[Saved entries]
########################################

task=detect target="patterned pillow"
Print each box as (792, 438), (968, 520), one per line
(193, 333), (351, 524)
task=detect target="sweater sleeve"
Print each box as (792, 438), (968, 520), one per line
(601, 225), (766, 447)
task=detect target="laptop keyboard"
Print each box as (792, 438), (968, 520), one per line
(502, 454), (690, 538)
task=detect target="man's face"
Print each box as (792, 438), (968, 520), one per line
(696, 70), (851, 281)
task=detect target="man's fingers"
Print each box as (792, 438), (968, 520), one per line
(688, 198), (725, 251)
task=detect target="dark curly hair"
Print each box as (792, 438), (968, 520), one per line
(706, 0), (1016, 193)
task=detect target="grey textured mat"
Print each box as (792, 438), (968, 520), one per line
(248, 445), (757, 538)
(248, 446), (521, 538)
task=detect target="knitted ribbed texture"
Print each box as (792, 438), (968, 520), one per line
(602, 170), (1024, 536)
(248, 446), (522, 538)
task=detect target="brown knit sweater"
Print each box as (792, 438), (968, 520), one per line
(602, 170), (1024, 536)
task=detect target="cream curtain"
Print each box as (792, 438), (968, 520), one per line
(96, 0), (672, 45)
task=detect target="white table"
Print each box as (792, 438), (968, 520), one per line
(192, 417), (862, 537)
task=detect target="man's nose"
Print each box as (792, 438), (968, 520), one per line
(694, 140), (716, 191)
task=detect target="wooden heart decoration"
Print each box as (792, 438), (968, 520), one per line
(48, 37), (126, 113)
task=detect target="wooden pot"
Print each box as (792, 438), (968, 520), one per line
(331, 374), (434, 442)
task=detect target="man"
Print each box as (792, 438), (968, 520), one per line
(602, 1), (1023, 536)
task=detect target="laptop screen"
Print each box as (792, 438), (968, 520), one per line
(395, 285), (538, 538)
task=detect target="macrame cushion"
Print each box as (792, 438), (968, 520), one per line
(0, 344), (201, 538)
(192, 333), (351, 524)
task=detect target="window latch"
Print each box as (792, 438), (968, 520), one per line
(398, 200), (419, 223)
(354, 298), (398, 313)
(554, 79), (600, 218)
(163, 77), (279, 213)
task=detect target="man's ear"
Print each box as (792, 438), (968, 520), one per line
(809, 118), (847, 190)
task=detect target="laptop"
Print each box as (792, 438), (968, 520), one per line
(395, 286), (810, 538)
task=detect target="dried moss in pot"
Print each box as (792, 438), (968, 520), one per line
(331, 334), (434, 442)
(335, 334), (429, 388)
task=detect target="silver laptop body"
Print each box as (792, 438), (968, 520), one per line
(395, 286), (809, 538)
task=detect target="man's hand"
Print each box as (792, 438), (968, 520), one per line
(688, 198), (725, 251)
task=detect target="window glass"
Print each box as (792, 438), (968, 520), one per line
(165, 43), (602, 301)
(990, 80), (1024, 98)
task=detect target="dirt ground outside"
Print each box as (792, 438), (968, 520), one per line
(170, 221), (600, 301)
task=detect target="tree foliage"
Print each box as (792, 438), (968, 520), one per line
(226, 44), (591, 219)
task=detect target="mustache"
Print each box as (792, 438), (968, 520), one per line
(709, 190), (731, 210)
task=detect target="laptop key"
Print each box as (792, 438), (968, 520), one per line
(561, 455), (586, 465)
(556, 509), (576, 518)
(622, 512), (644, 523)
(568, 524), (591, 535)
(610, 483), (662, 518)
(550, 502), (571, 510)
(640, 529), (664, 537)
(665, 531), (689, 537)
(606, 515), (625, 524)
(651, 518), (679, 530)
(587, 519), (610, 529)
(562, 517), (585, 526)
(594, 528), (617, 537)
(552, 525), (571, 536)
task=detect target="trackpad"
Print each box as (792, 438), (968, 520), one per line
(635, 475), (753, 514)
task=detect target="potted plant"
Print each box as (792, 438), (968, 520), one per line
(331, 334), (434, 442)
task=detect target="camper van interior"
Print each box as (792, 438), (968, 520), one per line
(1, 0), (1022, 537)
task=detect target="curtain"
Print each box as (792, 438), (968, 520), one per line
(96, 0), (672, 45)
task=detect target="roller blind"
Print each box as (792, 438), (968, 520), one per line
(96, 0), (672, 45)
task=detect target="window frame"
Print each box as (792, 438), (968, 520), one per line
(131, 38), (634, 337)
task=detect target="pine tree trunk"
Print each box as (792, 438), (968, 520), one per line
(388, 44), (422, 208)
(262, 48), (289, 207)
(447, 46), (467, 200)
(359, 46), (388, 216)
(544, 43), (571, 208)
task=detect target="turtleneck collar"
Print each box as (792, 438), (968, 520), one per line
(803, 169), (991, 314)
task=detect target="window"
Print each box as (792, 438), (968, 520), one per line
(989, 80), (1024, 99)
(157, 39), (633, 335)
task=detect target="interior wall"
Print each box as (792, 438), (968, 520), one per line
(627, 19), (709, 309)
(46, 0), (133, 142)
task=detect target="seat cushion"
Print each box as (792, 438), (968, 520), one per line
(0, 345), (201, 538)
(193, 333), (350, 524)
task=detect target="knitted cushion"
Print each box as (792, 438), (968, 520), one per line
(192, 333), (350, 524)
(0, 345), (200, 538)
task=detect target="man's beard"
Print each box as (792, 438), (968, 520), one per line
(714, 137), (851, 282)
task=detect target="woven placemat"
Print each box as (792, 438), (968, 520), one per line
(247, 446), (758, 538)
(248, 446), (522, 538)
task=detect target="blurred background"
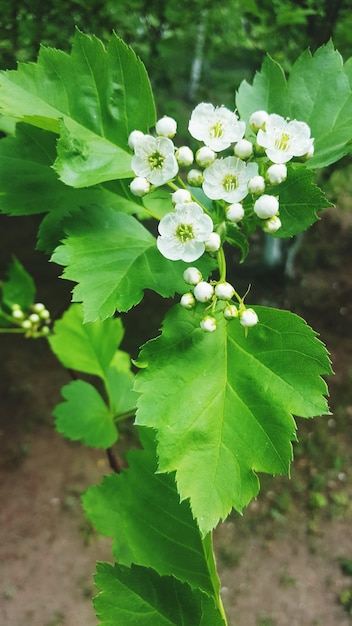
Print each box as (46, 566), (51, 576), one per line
(0, 2), (352, 626)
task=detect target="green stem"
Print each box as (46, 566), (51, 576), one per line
(201, 532), (228, 624)
(217, 246), (227, 283)
(0, 327), (26, 333)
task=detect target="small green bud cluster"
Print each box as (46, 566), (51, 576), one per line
(10, 302), (51, 338)
(181, 267), (258, 333)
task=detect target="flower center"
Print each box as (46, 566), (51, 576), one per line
(148, 150), (165, 170)
(222, 174), (238, 192)
(209, 121), (224, 138)
(275, 132), (290, 151)
(176, 223), (195, 243)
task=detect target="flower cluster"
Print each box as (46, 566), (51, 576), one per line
(9, 302), (51, 338)
(181, 267), (258, 333)
(127, 105), (314, 333)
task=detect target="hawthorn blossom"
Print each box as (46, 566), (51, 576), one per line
(188, 103), (245, 152)
(203, 156), (258, 203)
(257, 114), (314, 164)
(157, 202), (214, 262)
(131, 135), (178, 186)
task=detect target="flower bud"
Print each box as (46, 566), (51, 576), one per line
(175, 146), (194, 166)
(240, 308), (258, 327)
(223, 304), (238, 320)
(128, 130), (145, 150)
(253, 194), (279, 219)
(187, 169), (203, 187)
(183, 266), (202, 285)
(180, 292), (196, 309)
(249, 110), (268, 132)
(248, 175), (265, 195)
(39, 308), (51, 320)
(226, 203), (244, 223)
(129, 177), (150, 197)
(32, 302), (45, 312)
(172, 188), (192, 204)
(29, 313), (40, 323)
(200, 315), (217, 332)
(12, 309), (25, 320)
(263, 215), (282, 234)
(215, 281), (235, 300)
(194, 281), (214, 302)
(266, 163), (287, 185)
(21, 319), (32, 329)
(234, 139), (253, 159)
(196, 146), (216, 167)
(155, 116), (177, 138)
(204, 232), (221, 253)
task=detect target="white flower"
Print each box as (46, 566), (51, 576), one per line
(188, 103), (245, 152)
(257, 113), (314, 164)
(187, 169), (203, 186)
(157, 202), (213, 262)
(266, 163), (287, 185)
(203, 156), (258, 203)
(205, 232), (221, 253)
(249, 110), (269, 132)
(194, 281), (214, 302)
(176, 146), (194, 166)
(263, 215), (282, 233)
(253, 194), (279, 219)
(155, 116), (177, 138)
(171, 188), (192, 204)
(248, 175), (265, 194)
(129, 176), (150, 197)
(183, 266), (202, 285)
(131, 135), (178, 186)
(200, 315), (217, 332)
(128, 129), (145, 150)
(240, 308), (258, 327)
(215, 282), (235, 300)
(226, 203), (245, 223)
(196, 146), (216, 167)
(234, 139), (253, 159)
(180, 292), (196, 309)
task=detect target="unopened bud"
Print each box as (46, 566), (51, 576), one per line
(172, 188), (192, 204)
(194, 281), (214, 302)
(128, 130), (145, 150)
(248, 175), (265, 195)
(266, 163), (287, 185)
(196, 146), (216, 167)
(215, 282), (235, 300)
(253, 194), (279, 219)
(204, 232), (221, 253)
(155, 116), (177, 138)
(130, 177), (150, 197)
(180, 292), (196, 309)
(234, 139), (253, 159)
(200, 315), (217, 332)
(187, 169), (203, 187)
(183, 267), (202, 285)
(226, 203), (244, 223)
(175, 146), (194, 166)
(240, 308), (258, 327)
(249, 110), (268, 132)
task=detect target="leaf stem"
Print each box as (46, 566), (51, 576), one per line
(0, 327), (26, 333)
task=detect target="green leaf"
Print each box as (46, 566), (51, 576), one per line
(135, 304), (331, 535)
(51, 206), (216, 322)
(236, 55), (288, 125)
(1, 256), (35, 310)
(236, 42), (352, 168)
(94, 562), (225, 626)
(105, 352), (137, 417)
(225, 223), (249, 262)
(0, 31), (156, 187)
(48, 303), (124, 379)
(268, 165), (331, 238)
(53, 379), (117, 448)
(83, 428), (220, 597)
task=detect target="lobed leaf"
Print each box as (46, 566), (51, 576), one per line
(53, 379), (117, 448)
(94, 562), (225, 626)
(51, 206), (216, 322)
(1, 256), (35, 310)
(135, 304), (331, 535)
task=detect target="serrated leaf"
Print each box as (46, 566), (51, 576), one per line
(269, 165), (331, 238)
(94, 563), (225, 626)
(135, 304), (331, 535)
(83, 428), (219, 597)
(51, 206), (216, 322)
(48, 303), (124, 379)
(236, 42), (352, 168)
(1, 256), (35, 309)
(0, 31), (156, 187)
(53, 379), (117, 448)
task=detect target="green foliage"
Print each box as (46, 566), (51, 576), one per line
(135, 304), (331, 535)
(49, 304), (136, 447)
(237, 42), (352, 168)
(1, 256), (35, 310)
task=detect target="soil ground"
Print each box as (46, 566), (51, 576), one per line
(0, 204), (351, 626)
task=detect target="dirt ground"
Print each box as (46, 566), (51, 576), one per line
(0, 205), (351, 626)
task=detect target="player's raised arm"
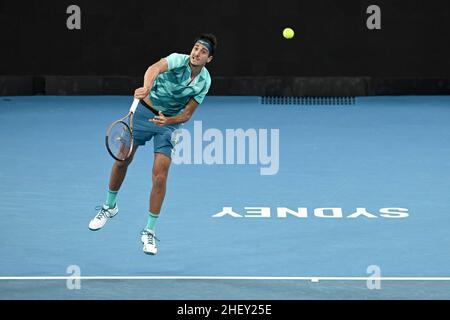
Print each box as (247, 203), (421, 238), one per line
(134, 58), (169, 99)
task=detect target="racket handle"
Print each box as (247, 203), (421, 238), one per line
(130, 98), (140, 113)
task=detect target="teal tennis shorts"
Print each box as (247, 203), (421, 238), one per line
(132, 103), (181, 159)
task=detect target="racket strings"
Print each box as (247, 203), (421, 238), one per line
(106, 120), (133, 161)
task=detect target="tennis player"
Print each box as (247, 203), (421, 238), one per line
(89, 34), (216, 255)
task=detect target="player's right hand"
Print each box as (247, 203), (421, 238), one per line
(134, 87), (150, 99)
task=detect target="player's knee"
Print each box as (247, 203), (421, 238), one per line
(115, 157), (133, 168)
(152, 173), (167, 188)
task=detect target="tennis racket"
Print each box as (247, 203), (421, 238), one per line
(105, 98), (140, 161)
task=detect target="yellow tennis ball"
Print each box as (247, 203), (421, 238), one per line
(283, 28), (294, 39)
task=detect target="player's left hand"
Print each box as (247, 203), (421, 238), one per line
(150, 111), (169, 126)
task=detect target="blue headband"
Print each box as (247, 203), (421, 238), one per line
(195, 39), (214, 56)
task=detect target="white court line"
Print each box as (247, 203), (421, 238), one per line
(1, 276), (450, 281)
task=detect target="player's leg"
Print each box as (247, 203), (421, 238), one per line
(104, 145), (139, 209)
(150, 152), (171, 214)
(109, 145), (139, 192)
(141, 152), (171, 255)
(88, 147), (139, 231)
(141, 126), (178, 255)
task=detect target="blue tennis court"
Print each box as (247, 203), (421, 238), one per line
(1, 95), (450, 299)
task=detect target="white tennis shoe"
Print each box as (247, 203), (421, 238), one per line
(141, 229), (158, 255)
(88, 204), (119, 231)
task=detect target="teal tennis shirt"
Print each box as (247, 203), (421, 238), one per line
(149, 53), (212, 116)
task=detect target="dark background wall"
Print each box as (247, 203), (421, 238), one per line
(2, 0), (450, 95)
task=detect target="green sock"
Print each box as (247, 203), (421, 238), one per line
(105, 190), (118, 209)
(145, 212), (159, 231)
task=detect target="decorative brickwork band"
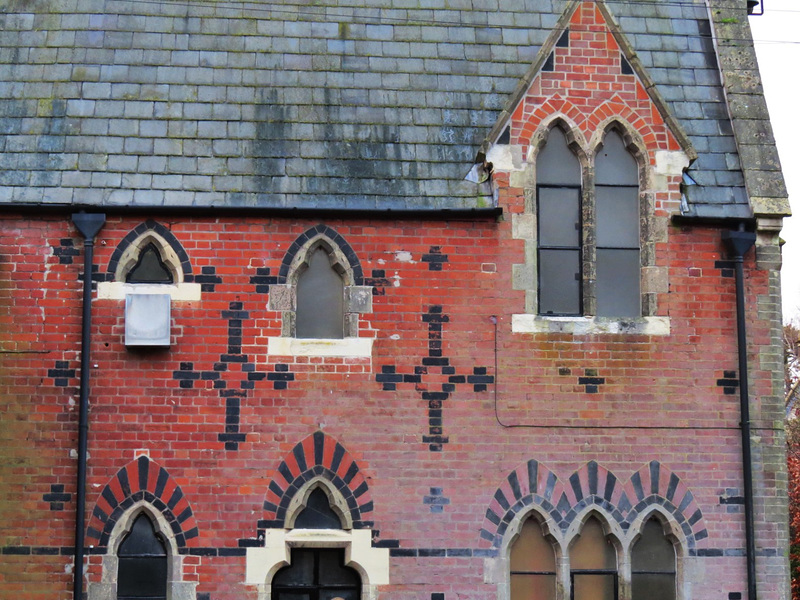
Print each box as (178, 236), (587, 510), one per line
(86, 456), (199, 549)
(480, 460), (706, 549)
(256, 432), (374, 534)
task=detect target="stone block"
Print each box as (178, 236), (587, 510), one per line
(345, 286), (373, 314)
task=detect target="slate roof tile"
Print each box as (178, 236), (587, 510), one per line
(0, 0), (785, 215)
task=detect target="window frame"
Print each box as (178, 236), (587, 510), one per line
(534, 124), (644, 318)
(496, 507), (685, 600)
(267, 231), (374, 358)
(511, 118), (671, 336)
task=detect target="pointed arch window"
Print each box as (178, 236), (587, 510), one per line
(125, 243), (174, 284)
(537, 125), (583, 316)
(534, 125), (643, 319)
(267, 228), (375, 357)
(267, 485), (364, 600)
(631, 517), (676, 600)
(296, 247), (345, 339)
(117, 513), (168, 600)
(595, 129), (640, 317)
(510, 516), (557, 600)
(570, 516), (617, 600)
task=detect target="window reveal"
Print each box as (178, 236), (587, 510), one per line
(631, 518), (676, 600)
(569, 517), (617, 600)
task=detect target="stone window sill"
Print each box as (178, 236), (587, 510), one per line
(267, 337), (373, 357)
(97, 281), (201, 301)
(511, 315), (670, 336)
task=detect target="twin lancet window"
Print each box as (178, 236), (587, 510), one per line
(510, 515), (675, 600)
(537, 127), (641, 317)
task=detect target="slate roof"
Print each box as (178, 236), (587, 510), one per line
(0, 0), (787, 218)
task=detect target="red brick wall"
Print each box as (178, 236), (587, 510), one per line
(0, 209), (785, 599)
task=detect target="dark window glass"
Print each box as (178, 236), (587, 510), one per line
(596, 186), (638, 249)
(539, 188), (580, 247)
(126, 243), (173, 284)
(117, 514), (167, 600)
(296, 248), (344, 339)
(294, 488), (343, 529)
(539, 249), (581, 316)
(570, 517), (617, 600)
(273, 549), (361, 600)
(631, 518), (676, 600)
(510, 518), (557, 600)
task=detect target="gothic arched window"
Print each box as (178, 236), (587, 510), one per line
(296, 247), (345, 339)
(631, 517), (676, 600)
(570, 516), (617, 600)
(595, 129), (641, 317)
(125, 243), (173, 284)
(117, 513), (168, 600)
(510, 516), (557, 600)
(536, 125), (582, 316)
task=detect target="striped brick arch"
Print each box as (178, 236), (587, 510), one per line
(86, 456), (199, 549)
(259, 431), (374, 530)
(277, 225), (364, 284)
(480, 459), (566, 547)
(480, 460), (706, 549)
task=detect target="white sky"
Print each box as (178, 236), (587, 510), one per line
(749, 1), (800, 321)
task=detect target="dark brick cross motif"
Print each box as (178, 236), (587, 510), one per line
(172, 301), (294, 451)
(377, 306), (493, 452)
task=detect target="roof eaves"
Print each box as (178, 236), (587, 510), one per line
(707, 0), (789, 218)
(596, 0), (698, 162)
(478, 0), (581, 158)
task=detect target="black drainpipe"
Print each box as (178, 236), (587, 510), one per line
(71, 213), (105, 600)
(722, 228), (758, 600)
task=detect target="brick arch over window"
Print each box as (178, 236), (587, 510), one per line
(268, 226), (373, 343)
(481, 460), (706, 550)
(259, 431), (374, 531)
(622, 461), (707, 547)
(105, 220), (192, 283)
(277, 225), (364, 285)
(518, 97), (589, 161)
(86, 456), (199, 549)
(480, 459), (567, 548)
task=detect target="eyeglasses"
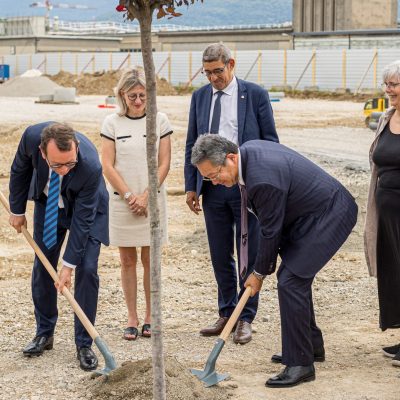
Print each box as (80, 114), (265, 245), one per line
(126, 93), (146, 102)
(48, 161), (78, 170)
(203, 165), (223, 182)
(381, 82), (400, 90)
(46, 148), (79, 170)
(202, 64), (228, 78)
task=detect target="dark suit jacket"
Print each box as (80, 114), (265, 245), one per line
(240, 140), (358, 278)
(184, 78), (278, 196)
(9, 121), (109, 266)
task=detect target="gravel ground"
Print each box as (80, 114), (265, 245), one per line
(0, 96), (398, 400)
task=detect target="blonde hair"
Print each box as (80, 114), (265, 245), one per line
(116, 67), (146, 116)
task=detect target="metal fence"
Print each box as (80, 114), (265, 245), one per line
(1, 48), (399, 92)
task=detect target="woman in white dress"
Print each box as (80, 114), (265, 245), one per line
(101, 68), (172, 340)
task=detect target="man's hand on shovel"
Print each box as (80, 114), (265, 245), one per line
(55, 266), (73, 294)
(9, 214), (27, 233)
(244, 272), (264, 296)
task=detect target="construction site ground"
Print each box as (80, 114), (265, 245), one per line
(0, 95), (398, 400)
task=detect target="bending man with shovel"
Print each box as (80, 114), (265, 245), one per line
(191, 134), (357, 388)
(8, 122), (109, 371)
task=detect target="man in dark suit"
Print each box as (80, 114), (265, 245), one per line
(8, 122), (109, 371)
(191, 134), (358, 388)
(184, 43), (278, 344)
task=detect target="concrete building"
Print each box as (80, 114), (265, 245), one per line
(120, 26), (292, 52)
(0, 17), (121, 55)
(0, 0), (399, 55)
(293, 0), (398, 32)
(0, 17), (293, 54)
(292, 0), (400, 49)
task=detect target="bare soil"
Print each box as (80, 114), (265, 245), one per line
(48, 70), (177, 96)
(0, 96), (398, 400)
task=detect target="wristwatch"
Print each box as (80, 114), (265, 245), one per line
(123, 191), (132, 201)
(252, 270), (267, 281)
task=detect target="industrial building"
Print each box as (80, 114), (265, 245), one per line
(0, 0), (399, 54)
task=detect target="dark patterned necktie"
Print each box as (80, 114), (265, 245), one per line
(239, 184), (248, 279)
(210, 91), (224, 133)
(43, 170), (60, 249)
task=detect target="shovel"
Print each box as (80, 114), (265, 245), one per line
(191, 285), (252, 387)
(0, 191), (117, 376)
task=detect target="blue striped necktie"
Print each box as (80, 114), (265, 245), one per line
(43, 170), (60, 249)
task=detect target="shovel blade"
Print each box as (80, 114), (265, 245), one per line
(191, 368), (230, 387)
(190, 338), (226, 385)
(90, 336), (118, 378)
(203, 371), (230, 387)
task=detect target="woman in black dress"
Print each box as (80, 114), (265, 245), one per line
(365, 60), (400, 368)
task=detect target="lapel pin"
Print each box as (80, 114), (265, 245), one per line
(241, 95), (245, 99)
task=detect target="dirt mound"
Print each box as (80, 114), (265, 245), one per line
(283, 89), (378, 103)
(89, 357), (227, 400)
(49, 70), (177, 96)
(0, 75), (60, 97)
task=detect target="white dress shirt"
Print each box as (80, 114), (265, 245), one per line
(238, 149), (245, 185)
(209, 77), (239, 145)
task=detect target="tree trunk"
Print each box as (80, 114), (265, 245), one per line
(138, 6), (166, 400)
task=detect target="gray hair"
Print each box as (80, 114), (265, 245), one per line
(202, 43), (232, 64)
(116, 67), (146, 116)
(191, 134), (238, 166)
(40, 123), (79, 155)
(382, 60), (400, 82)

########################################

**Aim of the exercise:** The answer must be a single number: how many lines above contain the word "knitted".

**Reply to the exercise:** 2